* Directions for this task *
Retype everything from the line containing "of the asphalt" down to the end of the items, keeping every line unchanged.

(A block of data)
■ ■ ■ ■ ■
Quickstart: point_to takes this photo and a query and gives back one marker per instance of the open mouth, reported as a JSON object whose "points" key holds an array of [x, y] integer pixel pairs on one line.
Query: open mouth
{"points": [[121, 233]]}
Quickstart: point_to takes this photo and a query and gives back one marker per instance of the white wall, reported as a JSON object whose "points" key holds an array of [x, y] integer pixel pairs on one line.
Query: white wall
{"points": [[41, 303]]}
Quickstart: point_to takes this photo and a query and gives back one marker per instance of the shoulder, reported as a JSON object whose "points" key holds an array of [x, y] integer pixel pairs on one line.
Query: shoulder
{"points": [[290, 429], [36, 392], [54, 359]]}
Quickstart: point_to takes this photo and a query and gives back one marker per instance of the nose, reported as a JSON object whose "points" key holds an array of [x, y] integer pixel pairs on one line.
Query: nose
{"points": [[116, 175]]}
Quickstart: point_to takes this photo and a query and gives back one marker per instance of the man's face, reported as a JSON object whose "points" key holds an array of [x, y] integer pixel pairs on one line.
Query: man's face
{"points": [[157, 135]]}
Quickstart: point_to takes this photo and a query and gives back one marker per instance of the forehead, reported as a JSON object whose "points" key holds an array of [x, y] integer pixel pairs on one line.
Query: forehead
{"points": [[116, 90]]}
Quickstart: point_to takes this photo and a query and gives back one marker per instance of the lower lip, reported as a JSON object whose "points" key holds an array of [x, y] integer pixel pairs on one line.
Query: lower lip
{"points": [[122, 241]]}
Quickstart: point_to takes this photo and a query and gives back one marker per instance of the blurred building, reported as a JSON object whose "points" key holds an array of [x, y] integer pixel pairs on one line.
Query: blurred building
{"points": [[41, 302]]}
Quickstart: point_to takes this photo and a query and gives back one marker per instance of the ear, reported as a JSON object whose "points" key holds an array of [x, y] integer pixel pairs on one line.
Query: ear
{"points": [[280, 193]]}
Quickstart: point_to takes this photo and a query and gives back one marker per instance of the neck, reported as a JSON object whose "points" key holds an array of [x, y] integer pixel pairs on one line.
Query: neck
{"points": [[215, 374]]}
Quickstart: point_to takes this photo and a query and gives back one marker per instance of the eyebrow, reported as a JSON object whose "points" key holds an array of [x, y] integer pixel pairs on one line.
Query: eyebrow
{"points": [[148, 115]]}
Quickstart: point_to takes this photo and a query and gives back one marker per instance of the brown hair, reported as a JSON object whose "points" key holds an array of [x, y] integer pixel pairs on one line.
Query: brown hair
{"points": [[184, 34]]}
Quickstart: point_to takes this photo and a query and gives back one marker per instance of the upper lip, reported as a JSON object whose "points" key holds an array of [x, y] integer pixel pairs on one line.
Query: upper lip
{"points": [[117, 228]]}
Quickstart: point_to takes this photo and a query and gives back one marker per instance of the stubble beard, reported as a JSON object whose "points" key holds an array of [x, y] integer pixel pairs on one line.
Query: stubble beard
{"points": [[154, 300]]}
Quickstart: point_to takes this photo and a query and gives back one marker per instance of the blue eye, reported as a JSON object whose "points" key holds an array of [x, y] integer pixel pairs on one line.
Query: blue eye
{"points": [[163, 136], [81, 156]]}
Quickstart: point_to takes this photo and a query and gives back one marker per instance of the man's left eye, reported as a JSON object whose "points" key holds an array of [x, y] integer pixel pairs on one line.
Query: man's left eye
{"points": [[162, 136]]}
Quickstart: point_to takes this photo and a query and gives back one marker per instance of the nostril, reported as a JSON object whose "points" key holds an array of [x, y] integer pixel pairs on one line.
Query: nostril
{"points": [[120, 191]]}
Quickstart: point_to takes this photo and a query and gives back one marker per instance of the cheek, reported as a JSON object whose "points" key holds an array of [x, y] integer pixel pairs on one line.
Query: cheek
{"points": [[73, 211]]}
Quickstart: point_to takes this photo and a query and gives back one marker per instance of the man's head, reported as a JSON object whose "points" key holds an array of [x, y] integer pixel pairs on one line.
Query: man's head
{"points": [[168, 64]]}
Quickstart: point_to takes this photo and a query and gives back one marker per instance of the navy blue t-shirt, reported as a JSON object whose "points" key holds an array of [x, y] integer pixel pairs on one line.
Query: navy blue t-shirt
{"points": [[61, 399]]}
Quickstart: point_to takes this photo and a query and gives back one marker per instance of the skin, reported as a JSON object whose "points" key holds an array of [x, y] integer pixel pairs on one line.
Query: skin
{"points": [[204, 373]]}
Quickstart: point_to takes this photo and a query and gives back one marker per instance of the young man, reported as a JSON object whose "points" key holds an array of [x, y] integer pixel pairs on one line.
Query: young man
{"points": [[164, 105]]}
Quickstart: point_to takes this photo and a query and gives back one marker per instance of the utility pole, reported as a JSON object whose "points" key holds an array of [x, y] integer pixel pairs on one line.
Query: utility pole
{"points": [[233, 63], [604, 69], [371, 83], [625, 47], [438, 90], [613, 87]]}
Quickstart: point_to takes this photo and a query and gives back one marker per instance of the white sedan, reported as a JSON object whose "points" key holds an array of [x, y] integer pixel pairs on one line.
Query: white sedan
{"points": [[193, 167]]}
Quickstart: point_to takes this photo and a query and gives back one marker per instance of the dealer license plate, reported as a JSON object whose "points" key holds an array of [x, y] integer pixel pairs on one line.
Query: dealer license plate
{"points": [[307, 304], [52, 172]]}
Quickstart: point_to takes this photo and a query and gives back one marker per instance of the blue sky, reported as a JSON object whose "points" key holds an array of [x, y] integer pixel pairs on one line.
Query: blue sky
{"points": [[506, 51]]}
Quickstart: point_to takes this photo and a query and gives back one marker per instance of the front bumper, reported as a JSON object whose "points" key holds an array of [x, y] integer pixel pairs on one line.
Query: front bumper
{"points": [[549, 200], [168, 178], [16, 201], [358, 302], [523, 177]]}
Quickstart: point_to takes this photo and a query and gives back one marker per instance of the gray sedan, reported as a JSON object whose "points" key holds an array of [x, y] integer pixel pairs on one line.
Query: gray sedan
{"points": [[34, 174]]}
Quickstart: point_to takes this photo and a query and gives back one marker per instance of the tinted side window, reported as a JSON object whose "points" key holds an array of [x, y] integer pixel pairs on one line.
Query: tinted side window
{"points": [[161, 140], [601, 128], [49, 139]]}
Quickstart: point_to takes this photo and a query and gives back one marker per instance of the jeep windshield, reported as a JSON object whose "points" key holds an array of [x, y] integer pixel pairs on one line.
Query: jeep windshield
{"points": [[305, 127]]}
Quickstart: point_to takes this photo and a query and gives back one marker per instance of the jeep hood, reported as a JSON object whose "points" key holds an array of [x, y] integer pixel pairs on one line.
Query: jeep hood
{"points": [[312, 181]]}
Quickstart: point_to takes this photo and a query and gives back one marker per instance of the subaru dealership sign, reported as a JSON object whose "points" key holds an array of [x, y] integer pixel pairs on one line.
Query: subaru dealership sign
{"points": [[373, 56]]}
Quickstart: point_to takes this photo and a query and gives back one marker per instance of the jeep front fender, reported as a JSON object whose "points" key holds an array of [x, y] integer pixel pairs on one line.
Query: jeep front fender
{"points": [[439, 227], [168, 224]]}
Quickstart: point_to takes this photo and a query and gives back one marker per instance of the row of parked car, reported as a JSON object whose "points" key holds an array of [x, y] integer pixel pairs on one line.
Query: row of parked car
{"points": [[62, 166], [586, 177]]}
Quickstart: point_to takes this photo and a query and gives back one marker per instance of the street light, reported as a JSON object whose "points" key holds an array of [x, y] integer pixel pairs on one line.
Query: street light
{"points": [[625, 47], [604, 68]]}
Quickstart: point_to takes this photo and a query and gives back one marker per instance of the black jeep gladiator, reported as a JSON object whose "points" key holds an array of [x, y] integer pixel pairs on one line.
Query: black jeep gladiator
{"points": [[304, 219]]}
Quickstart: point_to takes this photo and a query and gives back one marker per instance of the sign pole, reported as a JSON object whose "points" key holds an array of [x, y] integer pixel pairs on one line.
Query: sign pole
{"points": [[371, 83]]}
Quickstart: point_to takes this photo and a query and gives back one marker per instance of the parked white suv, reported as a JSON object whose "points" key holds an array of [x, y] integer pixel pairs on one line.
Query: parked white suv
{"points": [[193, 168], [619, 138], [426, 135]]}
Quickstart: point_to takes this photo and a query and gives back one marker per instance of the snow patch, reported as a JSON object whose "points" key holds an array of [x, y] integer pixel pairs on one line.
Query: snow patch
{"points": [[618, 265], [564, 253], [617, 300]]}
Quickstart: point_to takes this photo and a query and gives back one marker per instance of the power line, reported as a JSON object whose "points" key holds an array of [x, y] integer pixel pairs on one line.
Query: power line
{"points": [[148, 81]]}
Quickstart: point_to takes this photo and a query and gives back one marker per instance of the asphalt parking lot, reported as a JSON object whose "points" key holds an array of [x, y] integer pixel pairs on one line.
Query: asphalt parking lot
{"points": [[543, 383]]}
■ ■ ■ ■ ■
* Exercise response *
Quickstart: point_to takes this photo and a query and gives back one marker per instance of the asphalt parking lot, reported as a JSON object whose "points" key holds an array of [x, y] integer pixel pairs on one line.
Query: asphalt parking lot
{"points": [[543, 383]]}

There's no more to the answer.